• Aim: Gather each line of the material below that contains the word "standing" and copy it in full. Match case exactly.

• The records:
......

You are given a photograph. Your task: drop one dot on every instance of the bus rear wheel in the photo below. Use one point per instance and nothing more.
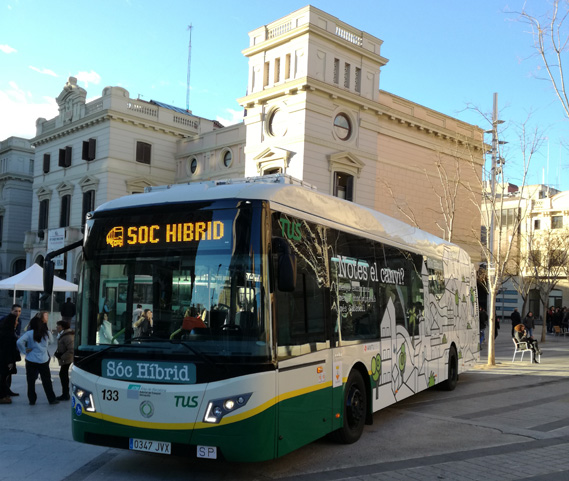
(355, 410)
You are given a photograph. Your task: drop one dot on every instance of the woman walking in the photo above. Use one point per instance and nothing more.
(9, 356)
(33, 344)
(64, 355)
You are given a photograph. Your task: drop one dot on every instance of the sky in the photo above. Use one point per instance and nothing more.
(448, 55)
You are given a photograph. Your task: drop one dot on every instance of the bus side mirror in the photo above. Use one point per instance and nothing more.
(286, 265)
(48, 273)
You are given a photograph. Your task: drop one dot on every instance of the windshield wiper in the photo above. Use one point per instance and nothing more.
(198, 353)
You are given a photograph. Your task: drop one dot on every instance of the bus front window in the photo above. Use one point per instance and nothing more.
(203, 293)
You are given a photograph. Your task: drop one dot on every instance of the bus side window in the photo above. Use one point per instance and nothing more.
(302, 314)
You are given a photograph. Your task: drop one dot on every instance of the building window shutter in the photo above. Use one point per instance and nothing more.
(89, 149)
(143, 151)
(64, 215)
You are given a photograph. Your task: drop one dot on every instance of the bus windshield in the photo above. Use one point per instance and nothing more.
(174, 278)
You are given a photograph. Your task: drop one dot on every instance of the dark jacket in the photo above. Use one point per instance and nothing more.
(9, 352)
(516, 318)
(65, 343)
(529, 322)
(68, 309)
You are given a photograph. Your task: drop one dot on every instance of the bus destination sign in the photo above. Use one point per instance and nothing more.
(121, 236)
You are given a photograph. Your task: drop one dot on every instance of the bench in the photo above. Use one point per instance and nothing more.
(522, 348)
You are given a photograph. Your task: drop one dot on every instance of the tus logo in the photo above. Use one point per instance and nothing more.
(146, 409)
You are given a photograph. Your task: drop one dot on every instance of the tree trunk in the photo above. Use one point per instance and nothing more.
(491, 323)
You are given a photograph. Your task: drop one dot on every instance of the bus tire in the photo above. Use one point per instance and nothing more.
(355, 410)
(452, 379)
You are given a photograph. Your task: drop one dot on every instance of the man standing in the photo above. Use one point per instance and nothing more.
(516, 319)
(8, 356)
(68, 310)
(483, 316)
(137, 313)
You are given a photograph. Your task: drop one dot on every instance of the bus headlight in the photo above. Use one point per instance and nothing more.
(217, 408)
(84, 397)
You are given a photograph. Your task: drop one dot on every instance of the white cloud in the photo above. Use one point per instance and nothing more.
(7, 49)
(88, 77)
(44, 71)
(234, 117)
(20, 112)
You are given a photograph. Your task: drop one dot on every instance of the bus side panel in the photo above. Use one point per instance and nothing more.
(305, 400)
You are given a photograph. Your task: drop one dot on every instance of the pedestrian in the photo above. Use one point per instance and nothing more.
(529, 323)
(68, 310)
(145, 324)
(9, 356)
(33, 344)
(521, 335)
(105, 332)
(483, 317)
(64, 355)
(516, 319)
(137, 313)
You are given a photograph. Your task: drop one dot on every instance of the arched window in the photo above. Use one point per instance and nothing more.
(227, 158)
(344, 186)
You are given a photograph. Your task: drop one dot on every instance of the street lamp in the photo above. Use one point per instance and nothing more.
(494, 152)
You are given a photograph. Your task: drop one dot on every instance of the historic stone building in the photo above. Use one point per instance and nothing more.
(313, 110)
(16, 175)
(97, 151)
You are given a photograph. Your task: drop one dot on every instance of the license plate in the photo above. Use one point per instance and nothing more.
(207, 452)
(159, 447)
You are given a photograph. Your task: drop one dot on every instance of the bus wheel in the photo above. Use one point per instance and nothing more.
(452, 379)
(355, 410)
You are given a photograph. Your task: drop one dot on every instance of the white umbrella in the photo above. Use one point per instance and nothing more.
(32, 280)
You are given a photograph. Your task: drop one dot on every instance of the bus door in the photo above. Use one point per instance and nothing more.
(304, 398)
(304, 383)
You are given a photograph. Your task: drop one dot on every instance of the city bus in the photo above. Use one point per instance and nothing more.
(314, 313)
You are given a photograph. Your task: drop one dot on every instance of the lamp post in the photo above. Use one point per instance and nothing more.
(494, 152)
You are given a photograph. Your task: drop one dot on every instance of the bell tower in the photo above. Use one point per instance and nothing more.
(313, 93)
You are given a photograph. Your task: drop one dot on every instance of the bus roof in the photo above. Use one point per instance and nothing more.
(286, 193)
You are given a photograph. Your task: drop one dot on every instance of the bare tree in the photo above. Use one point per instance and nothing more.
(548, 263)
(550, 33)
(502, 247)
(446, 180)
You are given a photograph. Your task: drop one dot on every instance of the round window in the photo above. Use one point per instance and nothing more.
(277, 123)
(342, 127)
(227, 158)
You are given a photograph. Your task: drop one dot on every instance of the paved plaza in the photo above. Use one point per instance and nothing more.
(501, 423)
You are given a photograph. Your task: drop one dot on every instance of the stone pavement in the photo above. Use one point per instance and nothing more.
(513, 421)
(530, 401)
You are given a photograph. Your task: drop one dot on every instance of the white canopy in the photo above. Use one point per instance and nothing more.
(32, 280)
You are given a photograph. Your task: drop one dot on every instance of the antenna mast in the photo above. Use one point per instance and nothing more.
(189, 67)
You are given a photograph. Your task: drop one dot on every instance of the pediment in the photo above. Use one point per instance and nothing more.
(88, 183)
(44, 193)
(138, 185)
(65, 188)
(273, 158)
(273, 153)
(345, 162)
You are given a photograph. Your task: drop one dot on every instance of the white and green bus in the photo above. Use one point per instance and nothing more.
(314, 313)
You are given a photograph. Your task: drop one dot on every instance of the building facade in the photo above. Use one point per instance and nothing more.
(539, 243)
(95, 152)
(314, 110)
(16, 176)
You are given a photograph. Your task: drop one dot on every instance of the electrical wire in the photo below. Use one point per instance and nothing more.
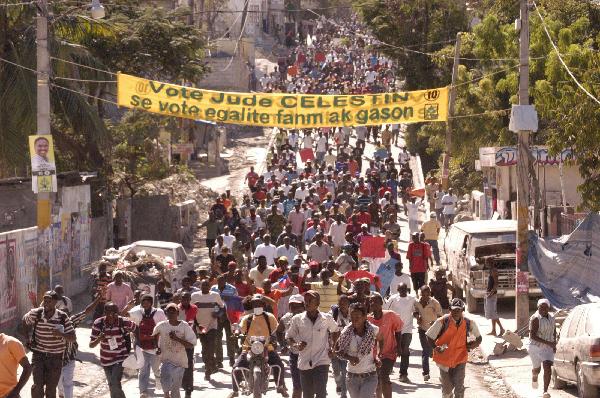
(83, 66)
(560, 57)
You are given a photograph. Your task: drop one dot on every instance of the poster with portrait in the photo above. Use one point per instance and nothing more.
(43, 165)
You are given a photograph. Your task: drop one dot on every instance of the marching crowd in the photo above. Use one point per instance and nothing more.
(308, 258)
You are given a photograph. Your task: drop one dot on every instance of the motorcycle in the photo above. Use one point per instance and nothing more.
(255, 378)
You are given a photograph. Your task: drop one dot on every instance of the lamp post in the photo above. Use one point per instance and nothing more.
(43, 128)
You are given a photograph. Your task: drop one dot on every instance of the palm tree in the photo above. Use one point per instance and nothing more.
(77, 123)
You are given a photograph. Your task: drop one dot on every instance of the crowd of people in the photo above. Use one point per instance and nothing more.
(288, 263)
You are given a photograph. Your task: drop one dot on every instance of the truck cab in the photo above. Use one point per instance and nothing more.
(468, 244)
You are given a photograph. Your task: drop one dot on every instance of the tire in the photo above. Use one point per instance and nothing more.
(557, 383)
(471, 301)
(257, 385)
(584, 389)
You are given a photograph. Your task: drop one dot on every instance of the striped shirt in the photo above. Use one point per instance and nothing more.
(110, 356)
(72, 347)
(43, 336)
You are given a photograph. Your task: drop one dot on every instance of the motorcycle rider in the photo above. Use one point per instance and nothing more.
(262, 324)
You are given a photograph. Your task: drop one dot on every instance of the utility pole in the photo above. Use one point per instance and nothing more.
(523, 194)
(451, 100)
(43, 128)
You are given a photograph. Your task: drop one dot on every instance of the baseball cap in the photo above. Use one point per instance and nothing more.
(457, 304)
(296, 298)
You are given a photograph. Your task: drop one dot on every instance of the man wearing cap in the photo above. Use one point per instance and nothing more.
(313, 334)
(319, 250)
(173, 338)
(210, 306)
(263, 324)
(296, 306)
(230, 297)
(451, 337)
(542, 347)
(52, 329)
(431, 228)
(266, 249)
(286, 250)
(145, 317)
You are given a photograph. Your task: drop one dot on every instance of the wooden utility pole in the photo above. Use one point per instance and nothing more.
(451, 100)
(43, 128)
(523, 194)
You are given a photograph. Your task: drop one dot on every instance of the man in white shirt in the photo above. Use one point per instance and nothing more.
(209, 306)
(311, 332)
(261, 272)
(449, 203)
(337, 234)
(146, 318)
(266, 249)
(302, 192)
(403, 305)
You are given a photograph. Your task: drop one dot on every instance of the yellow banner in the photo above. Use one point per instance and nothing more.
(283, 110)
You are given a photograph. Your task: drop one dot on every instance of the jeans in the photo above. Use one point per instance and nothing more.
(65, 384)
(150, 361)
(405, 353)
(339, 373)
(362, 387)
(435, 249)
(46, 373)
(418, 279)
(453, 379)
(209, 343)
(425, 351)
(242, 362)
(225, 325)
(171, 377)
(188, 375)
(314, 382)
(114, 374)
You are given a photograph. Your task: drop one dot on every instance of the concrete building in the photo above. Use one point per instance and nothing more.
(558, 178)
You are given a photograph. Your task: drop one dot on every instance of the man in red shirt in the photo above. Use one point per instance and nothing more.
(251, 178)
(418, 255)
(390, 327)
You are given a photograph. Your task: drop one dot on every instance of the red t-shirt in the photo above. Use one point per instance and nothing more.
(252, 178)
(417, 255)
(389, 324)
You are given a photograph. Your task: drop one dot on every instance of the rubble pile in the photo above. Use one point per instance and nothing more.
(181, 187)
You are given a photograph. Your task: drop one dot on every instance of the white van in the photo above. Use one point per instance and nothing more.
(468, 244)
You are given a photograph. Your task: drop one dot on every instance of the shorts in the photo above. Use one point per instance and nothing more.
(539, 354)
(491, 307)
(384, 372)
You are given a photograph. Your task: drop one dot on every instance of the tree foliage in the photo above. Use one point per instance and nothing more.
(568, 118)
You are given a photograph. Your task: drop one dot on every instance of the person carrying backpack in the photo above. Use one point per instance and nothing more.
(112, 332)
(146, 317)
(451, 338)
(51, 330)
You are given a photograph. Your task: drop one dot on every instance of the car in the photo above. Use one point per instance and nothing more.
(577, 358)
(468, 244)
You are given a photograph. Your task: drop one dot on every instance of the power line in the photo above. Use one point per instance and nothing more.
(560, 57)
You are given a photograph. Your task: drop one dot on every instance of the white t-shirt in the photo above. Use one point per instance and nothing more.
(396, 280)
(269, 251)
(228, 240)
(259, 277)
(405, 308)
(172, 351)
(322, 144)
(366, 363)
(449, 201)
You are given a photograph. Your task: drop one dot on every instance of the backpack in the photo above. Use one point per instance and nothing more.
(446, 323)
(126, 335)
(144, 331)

......

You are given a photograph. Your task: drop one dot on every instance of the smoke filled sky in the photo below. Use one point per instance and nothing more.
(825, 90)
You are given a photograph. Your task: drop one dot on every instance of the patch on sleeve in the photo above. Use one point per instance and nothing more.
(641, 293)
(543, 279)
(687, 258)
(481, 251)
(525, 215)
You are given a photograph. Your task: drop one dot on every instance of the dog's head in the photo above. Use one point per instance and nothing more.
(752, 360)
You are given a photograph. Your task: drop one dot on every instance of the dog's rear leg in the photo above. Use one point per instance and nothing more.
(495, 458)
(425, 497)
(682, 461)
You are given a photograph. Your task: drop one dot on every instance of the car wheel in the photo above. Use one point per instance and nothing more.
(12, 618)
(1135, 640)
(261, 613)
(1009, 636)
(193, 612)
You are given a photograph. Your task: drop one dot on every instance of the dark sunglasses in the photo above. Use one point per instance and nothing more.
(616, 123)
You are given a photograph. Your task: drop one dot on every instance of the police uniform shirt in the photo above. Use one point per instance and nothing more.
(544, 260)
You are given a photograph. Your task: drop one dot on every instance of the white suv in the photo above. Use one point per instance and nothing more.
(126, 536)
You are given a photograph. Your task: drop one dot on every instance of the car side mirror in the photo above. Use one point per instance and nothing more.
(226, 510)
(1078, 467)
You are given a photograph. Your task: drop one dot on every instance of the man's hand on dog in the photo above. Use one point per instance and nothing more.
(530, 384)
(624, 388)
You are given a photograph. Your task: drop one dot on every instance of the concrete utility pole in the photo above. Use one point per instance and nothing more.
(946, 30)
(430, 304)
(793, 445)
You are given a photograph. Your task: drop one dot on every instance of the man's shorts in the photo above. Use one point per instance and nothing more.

......

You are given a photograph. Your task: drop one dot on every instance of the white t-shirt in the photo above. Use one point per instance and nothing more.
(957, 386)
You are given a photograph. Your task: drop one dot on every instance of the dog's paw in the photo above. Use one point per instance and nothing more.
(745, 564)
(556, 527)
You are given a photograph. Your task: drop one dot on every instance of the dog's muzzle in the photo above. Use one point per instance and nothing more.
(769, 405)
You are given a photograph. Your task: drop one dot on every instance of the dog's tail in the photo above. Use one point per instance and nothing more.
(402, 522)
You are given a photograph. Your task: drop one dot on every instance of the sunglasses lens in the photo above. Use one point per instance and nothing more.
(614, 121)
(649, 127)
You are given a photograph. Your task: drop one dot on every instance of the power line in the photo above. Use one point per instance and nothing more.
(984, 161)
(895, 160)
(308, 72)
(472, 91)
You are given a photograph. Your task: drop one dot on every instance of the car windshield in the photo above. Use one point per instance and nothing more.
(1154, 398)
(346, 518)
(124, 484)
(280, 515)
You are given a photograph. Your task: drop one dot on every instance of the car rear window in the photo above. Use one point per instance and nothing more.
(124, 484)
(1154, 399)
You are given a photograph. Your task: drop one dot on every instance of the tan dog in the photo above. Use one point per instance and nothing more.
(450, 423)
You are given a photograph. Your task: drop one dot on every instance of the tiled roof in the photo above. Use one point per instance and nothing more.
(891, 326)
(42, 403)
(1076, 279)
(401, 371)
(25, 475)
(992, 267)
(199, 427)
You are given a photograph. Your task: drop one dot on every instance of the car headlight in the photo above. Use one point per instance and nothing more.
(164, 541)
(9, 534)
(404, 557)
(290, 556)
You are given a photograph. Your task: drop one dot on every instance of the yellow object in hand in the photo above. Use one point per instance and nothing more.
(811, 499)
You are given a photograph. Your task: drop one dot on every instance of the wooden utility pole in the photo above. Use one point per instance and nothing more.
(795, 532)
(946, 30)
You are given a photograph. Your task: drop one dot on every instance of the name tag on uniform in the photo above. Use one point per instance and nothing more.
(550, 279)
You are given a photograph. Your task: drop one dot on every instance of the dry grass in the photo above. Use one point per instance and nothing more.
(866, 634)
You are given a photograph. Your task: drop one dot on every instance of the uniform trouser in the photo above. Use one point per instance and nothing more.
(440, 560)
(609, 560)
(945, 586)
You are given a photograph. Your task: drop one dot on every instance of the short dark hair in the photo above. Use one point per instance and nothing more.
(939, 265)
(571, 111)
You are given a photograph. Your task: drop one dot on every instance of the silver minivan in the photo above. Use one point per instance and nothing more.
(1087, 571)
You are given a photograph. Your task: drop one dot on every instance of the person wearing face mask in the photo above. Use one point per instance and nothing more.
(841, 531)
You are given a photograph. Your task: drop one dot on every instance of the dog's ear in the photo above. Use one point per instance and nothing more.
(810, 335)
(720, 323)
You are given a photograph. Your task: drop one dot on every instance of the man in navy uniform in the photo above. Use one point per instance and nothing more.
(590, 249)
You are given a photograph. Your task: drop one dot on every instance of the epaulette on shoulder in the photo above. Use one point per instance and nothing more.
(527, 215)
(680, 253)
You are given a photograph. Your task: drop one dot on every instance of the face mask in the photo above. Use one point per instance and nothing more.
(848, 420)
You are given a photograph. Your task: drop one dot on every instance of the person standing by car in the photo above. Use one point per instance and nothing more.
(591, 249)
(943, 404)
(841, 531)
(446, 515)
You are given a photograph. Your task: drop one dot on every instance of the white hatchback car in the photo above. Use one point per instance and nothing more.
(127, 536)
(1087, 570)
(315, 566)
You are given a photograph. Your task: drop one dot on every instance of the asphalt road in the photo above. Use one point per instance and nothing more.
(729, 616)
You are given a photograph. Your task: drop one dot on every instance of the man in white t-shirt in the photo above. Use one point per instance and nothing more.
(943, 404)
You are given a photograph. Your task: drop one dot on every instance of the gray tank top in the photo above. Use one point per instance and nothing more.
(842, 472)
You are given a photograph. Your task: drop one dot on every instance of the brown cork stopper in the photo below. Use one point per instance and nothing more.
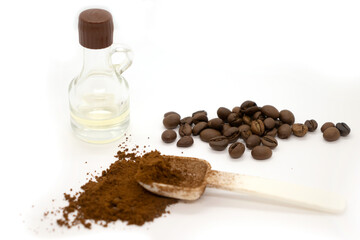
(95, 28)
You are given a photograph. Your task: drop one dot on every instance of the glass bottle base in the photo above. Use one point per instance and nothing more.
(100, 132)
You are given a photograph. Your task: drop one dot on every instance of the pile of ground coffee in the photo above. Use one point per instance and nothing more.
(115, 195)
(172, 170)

......

• Full answer:
You are given a photograph. Your task: drop one dot on every instance of the man standing in the photo above. Use one point per instance and nothing more.
You are given a photograph. Your task: drop one dot on every instance of the person standing by car in the photo above. Use one point per instance and nothing more.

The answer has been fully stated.